Task brief:
In the data below, copy out every line unchanged, from the line containing "Could you spot the wooden" down to the line containing "(1187, 660)". Include both of those lines.

# Start of Given records

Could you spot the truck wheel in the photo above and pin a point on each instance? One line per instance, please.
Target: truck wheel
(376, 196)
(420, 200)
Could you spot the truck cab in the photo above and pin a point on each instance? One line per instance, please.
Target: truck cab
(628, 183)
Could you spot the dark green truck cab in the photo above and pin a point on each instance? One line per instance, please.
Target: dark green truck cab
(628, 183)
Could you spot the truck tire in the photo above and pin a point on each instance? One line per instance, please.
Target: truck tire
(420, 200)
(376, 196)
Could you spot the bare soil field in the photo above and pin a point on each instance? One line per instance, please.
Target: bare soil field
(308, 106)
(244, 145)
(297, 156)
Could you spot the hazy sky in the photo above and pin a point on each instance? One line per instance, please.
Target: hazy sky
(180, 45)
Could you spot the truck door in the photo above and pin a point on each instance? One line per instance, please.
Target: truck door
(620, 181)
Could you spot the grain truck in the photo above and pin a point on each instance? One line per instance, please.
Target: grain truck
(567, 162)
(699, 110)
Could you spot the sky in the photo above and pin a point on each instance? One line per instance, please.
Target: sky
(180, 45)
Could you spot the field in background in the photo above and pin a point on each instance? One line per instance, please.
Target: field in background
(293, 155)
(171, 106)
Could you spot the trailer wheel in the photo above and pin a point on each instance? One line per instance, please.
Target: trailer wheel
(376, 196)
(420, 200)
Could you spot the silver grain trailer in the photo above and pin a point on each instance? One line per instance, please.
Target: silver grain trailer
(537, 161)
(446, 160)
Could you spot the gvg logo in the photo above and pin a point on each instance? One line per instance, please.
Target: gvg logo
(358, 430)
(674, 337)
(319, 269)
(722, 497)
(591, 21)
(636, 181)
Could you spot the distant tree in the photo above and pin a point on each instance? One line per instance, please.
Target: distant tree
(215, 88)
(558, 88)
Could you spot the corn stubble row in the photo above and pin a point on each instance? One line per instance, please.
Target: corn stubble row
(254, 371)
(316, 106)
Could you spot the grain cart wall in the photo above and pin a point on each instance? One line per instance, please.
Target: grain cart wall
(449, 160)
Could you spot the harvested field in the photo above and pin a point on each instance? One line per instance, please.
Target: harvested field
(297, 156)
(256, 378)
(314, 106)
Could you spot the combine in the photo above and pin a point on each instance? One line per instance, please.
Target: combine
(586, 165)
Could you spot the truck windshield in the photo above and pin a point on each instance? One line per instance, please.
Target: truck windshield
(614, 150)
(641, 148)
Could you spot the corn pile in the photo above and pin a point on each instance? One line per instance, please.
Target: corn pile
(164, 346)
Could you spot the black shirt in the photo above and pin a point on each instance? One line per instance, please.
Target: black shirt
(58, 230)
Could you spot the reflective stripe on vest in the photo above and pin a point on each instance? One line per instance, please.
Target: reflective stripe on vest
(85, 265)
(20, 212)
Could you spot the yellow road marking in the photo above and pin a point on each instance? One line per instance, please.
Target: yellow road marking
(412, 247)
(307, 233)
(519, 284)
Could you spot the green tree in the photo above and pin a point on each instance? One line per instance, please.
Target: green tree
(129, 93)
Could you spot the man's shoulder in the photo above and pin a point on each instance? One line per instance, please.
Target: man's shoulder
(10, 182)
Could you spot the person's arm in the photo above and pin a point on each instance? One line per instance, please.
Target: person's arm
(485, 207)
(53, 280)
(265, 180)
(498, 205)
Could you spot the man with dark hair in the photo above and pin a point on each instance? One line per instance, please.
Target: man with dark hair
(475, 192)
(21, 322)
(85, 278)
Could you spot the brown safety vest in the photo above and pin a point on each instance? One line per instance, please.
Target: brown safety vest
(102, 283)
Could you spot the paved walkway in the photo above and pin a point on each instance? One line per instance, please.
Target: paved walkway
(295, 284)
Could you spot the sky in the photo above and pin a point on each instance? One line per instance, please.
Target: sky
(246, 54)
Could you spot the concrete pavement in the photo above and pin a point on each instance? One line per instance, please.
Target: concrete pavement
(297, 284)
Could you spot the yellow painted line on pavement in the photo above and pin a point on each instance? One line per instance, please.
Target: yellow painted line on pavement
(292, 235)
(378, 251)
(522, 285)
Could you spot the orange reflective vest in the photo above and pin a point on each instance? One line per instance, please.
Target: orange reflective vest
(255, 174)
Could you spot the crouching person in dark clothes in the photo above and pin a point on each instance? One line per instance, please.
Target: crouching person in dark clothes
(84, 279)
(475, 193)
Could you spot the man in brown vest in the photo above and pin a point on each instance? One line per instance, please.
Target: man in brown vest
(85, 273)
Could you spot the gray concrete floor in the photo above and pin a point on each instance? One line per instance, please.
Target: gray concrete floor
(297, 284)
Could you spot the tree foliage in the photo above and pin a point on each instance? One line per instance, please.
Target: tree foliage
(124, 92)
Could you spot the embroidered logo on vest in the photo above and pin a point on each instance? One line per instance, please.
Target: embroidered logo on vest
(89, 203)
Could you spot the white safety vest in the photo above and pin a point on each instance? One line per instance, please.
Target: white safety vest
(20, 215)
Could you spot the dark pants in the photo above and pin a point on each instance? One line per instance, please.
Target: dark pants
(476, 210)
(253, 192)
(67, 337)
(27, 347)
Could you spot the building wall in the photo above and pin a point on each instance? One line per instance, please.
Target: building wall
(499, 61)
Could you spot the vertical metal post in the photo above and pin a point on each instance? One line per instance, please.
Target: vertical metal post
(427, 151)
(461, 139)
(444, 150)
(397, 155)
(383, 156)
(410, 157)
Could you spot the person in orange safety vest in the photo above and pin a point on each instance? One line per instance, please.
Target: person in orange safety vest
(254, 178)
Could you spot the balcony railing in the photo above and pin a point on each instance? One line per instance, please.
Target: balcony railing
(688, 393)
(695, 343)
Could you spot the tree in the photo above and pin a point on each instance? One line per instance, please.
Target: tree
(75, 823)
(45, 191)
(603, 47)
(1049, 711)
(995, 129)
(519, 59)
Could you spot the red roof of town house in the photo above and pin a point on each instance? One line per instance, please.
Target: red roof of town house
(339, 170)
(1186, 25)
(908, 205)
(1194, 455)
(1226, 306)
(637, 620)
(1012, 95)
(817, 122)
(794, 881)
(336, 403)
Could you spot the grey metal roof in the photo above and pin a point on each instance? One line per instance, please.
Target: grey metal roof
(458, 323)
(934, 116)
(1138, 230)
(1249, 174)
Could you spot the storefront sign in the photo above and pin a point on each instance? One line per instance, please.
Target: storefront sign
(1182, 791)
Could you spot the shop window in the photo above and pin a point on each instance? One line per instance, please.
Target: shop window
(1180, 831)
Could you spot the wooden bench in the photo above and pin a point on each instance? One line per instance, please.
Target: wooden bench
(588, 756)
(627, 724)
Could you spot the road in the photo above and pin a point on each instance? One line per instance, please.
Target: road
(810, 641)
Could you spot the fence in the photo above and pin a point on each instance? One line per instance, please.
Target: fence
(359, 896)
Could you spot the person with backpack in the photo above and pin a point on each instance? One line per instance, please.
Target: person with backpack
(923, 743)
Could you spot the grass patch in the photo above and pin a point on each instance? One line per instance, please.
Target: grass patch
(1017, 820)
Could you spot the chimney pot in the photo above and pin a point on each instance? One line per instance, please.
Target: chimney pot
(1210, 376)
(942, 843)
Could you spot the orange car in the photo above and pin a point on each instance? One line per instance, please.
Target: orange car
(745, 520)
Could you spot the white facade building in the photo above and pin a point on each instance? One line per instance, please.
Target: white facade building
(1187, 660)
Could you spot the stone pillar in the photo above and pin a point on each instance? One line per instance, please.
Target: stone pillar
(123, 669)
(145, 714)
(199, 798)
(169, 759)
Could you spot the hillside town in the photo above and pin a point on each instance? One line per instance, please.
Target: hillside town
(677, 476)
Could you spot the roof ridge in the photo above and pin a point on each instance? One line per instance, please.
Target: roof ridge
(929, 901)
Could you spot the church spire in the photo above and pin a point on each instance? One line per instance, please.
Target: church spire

# End of Given records

Exercise output:
Could you spot the wooden bench in the photo above and pin a point on each instance? One line per instance, please.
Target: wooden bench
(588, 756)
(627, 724)
Could you spot the road in the photo above and pin a point on each instance? One line per instance, please.
Target: road
(810, 641)
Could you spot the fence in the photo above and pin a point on each instance? One line per instance, please.
Target: fence
(359, 896)
Could you spot the person with backpack in the photo above and pin a point on each instance? One line per instance, please.
Target: person with backpack
(923, 743)
Could you spot the grass patch in the photo above and pin a point on each instance? One line per instance, please.
Target: grass patch
(1017, 820)
Could you spot the chimney pot in the photo above and pin a point on each instance? One line per instance, please.
Target: chimney pot
(1210, 376)
(942, 843)
Could you spot the orange car in the photo above and pin a point on each instance? One line per instance, please.
Target: orange car
(745, 520)
Could you spot the white facade building in the photo above and pin a point on each instance? One line per instance, please.
Target: white facade building
(1187, 660)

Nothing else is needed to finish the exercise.